Seitentext

○ ○ ○ ○ ○

Politik

"Zerklüftete Republik" 12,5 Millionen Deutsche sind arm

Ein Obdachloser in einem Berliner Hauseingang.

Ein Obdachloser in einem Berliner Hauseingang.

(Foto: dpa)

Der Paritätische Gesamtverband äußert sich besorgt. Es gebe einen "armutspolitischen Erdrutsch", noch nie sei die Kluft zwischen armen und reichen Ländern so groß gewesen. Dabei macht der Verband gleich mehrere Risikogruppen aus.

Die Armut in Deutschland steigt sprunghaft an und Rentner sind immer stärker davon betroffen. Das sind zentrale Ergebnisse des Armutsberichts des Paritätischen Gesamtverbands, der in Berlin vorgestellt wurde. "Noch nie war die Armut in Deutschland so hoch und noch nie war die regionale Zerrissenheit so tief wie heute", sagte der Hauptgeschäftsführer des Paritätischen, Ulrich Schneider.

Die Anzahl der von Armut betroffenen Menschen hierzulande stieg dem Bericht zufolge von 12,1 Millionen Menschen im Jahr 2012 auf 12,5 Millionen im Jahr 2013. Am stärkten betroffen sind dem neuen Armutsbericht des Paritätischen zufolge die Bundesländer Bremen, Berlin und Mecklenburg-Vorpommern, am wenigsten Baden-Württemberg und Bayern. Besorgt äußerte sich Schneider besonders darüber, dass "die Kluft zwischen reichen und armen Ländern in Deutschland immer größer wird". Er sprach von einer "zerklüfteten Republik".

Insgesamt verschlechterte sich die Lage in 13 der 16 Bundesländer, nur in Sachsen-Anhalt, Brandenburg und Sachsen blieb die Armutsquote stabil oder ging leicht zurück. Einen besonders starken Anstieg gab es dagegen neben den bereits genannten Schlusslichtern der Armutsstatistik auch in Hamburg und Teilen Nordrhein-Westfalens.

○ ○ ○ ○ ○

Datensätze
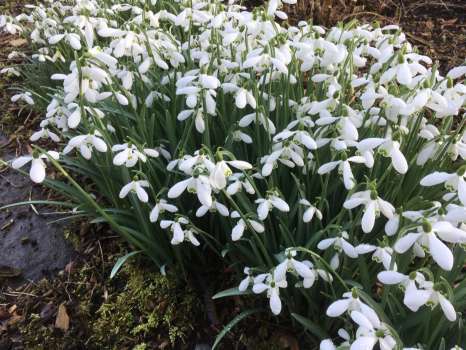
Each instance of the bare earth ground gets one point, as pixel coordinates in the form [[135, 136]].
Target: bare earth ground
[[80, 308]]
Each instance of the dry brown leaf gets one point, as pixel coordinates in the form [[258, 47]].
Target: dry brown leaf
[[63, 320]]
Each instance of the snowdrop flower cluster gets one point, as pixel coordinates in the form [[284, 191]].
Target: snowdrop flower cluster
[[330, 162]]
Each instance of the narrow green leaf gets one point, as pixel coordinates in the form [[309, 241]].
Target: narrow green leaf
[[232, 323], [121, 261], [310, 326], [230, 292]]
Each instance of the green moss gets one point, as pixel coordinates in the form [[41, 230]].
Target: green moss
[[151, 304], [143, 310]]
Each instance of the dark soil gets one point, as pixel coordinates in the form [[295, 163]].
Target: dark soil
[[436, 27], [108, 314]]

○ ○ ○ ○ ○

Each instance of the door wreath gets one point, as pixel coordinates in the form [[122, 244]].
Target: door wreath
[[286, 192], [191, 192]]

○ ○ ○ ○ ○

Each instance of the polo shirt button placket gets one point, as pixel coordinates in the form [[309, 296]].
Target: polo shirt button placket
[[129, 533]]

○ ○ ○ ○ ○

Aufgaben
A - Erklären Sie anhand des Artikels über Armut in Deutschland, worüber sich Ulrich Schneider besonders besorgt äußerte und welche Bezeichnung er daraus für Deutschland ableitete.
B - In welchen Bundesländern blieb die Armutsquote laut dem Artikel über Armut in Deutschland stabil oder ging leicht zurück?

Lösungen
A - Schneider war besonders darüber besorgt, dass die Kluft zwischen reichen und armen Ländern in Deutschland immer größer wird. Deshalb sprach er von einer „zerklüfteten Republik“.

B - In Sachsen-Anhalt, Brandenburg und Sachsen.